Exercise brief:
Go through the listing below and copy out every line that contains the word "window". Uppercase and lowercase count as different letters.

Collected data entries
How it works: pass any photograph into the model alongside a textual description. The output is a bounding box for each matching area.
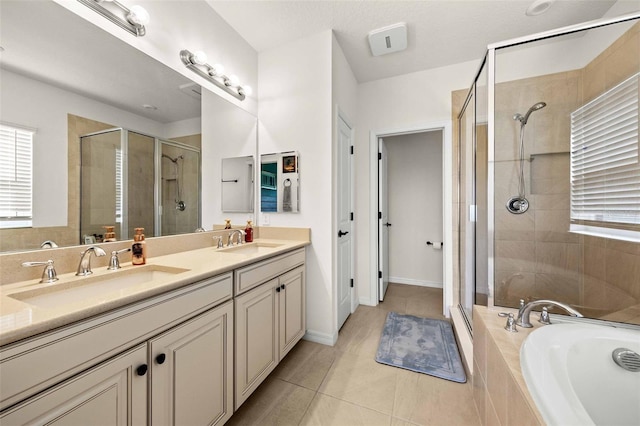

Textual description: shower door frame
[152,136,202,236]
[484,12,640,309]
[78,127,202,244]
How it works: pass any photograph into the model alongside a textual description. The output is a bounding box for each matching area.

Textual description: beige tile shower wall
[0,114,115,252]
[494,71,583,306]
[495,23,640,322]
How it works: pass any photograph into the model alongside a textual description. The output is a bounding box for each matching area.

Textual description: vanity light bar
[78,0,149,37]
[180,49,251,101]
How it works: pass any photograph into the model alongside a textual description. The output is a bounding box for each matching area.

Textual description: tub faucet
[76,246,107,276]
[516,300,583,328]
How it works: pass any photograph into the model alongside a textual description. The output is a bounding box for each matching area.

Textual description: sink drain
[611,348,640,372]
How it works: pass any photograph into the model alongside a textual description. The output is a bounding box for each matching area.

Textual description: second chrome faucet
[516,299,583,328]
[76,246,106,276]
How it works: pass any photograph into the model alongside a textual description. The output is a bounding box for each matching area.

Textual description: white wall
[202,90,258,229]
[258,31,335,344]
[355,59,480,305]
[53,0,258,114]
[384,131,443,287]
[0,70,184,228]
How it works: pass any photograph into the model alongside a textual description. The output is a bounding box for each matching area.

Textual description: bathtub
[520,323,640,426]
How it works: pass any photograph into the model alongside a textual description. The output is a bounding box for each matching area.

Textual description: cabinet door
[0,344,147,426]
[235,279,280,409]
[278,266,306,361]
[149,301,233,425]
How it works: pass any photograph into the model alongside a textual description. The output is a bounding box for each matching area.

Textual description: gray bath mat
[376,312,467,383]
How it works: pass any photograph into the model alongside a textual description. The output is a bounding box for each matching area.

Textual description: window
[571,73,640,239]
[0,124,34,228]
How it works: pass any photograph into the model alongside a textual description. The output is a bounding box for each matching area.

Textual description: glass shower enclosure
[457,12,640,330]
[80,128,201,244]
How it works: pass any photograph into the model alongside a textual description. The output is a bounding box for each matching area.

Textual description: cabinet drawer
[0,272,232,410]
[234,248,305,296]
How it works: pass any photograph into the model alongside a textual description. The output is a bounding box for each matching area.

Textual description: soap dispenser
[131,228,147,265]
[244,220,253,243]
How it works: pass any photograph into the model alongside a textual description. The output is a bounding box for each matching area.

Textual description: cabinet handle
[136,364,148,376]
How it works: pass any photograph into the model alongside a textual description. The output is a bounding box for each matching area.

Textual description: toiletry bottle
[103,226,116,243]
[244,220,253,243]
[131,228,147,265]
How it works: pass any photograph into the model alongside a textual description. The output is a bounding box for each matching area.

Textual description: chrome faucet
[227,229,244,247]
[40,240,58,248]
[76,246,107,276]
[516,300,583,328]
[22,259,58,283]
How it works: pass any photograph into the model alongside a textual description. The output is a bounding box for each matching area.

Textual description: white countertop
[0,239,309,345]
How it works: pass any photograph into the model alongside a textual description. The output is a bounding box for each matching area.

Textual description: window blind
[0,124,33,220]
[571,73,640,224]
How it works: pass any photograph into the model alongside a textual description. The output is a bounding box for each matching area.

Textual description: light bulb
[242,86,253,96]
[127,5,151,26]
[227,74,240,87]
[190,50,207,65]
[209,64,224,77]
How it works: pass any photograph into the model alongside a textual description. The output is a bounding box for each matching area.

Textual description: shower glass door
[158,140,200,235]
[457,58,489,331]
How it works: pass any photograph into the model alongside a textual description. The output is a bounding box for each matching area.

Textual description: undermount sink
[220,242,283,255]
[8,265,189,308]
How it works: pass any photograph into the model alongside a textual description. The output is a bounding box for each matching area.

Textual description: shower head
[513,102,547,126]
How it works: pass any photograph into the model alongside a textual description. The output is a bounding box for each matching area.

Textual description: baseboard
[389,277,442,288]
[302,330,338,346]
[358,297,378,306]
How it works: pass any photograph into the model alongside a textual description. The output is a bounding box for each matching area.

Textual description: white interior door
[337,117,353,329]
[378,138,391,302]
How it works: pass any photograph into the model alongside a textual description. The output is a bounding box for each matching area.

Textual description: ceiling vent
[369,22,407,56]
[180,83,202,99]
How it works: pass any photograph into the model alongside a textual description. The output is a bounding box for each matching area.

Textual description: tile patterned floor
[227,284,480,426]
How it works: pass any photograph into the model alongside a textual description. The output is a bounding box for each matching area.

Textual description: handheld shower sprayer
[506,102,547,214]
[513,102,547,126]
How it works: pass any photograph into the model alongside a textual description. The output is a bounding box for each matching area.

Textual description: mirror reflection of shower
[506,102,547,214]
[162,154,187,212]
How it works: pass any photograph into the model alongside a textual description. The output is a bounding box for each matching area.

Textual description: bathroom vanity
[0,240,308,425]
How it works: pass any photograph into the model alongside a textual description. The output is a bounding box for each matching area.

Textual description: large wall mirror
[0,0,257,252]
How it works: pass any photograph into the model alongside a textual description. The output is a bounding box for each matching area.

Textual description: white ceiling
[207,0,640,83]
[0,0,200,124]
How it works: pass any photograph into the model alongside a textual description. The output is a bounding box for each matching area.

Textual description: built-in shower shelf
[529,151,570,161]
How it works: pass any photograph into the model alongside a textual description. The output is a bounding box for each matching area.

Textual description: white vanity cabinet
[149,301,233,426]
[0,344,147,426]
[0,273,233,426]
[234,249,305,409]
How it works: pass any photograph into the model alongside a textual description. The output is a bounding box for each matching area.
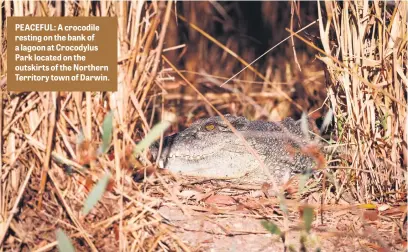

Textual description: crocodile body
[150,115,314,184]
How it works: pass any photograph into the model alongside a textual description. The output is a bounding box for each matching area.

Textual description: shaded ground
[5,169,406,251]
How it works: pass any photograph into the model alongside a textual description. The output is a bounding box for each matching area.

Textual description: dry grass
[319,1,408,202]
[0,0,408,251]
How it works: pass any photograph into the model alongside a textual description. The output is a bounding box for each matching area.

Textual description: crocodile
[150,114,315,185]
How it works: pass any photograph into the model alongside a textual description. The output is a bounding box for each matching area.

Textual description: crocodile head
[150,115,312,183]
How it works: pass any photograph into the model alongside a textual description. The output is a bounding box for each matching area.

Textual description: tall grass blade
[82,173,110,215]
[56,229,75,252]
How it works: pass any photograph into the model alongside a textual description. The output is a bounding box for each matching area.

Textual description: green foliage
[56,229,75,252]
[134,114,175,155]
[82,173,110,215]
[303,207,313,233]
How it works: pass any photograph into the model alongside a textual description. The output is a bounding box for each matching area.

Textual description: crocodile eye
[205,123,215,131]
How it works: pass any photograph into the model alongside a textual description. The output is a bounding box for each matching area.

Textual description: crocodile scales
[150,114,314,184]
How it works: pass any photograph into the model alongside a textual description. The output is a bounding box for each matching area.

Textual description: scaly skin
[150,115,314,184]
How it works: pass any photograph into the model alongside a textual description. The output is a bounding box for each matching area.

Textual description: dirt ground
[5,169,406,251]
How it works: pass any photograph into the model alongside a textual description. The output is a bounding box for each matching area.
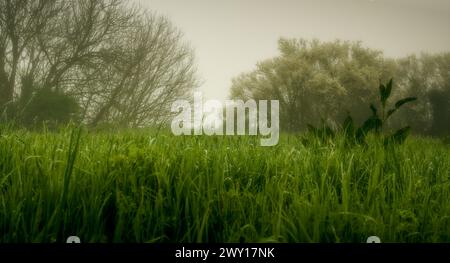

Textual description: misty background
[136,0,450,100]
[0,0,450,135]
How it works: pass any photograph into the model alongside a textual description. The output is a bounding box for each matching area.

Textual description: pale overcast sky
[134,0,450,100]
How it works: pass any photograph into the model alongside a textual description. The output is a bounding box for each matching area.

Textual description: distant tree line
[231,39,450,135]
[0,0,196,127]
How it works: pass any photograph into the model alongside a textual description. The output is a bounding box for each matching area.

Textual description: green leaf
[395,97,417,109]
[370,103,378,116]
[361,116,383,133]
[386,108,397,118]
[384,126,411,145]
[342,115,355,137]
[379,79,393,107]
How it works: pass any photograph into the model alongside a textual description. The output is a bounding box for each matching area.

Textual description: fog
[136,0,450,100]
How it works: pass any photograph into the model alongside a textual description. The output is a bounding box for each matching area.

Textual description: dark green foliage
[21,89,79,127]
[0,130,450,243]
[428,88,450,136]
[308,79,417,145]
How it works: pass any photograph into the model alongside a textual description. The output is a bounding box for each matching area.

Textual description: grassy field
[0,128,450,242]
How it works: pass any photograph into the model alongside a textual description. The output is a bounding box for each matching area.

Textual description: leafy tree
[231,39,395,131]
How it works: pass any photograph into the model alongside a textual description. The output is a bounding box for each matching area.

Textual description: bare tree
[89,13,196,127]
[0,0,196,126]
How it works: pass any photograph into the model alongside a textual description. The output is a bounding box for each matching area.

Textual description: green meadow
[0,127,450,243]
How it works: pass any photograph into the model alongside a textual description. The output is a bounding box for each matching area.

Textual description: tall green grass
[0,128,450,242]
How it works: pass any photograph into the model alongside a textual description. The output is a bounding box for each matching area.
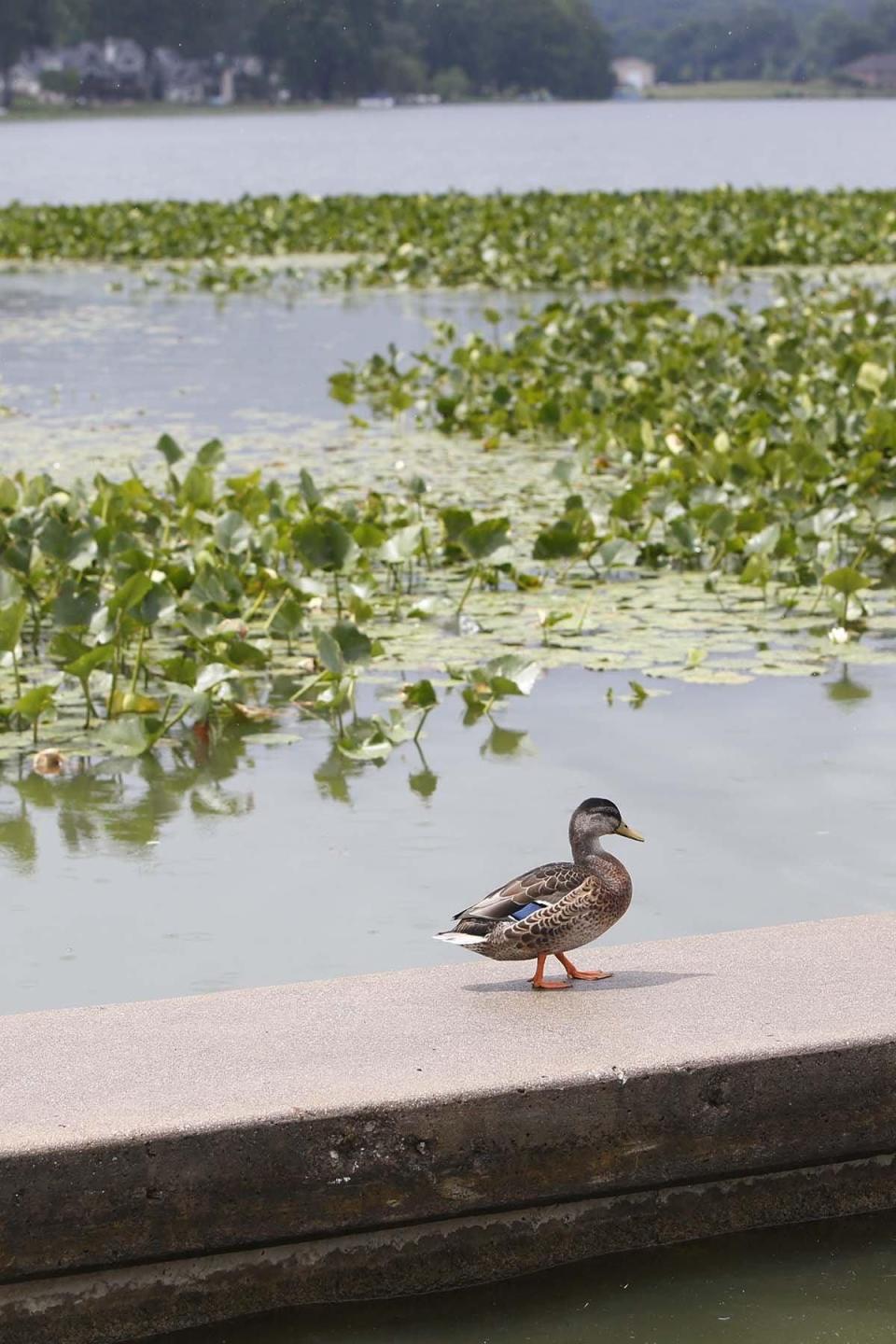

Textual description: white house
[611,56,657,92]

Solution to this task:
Textual description: window
Textual description: window blind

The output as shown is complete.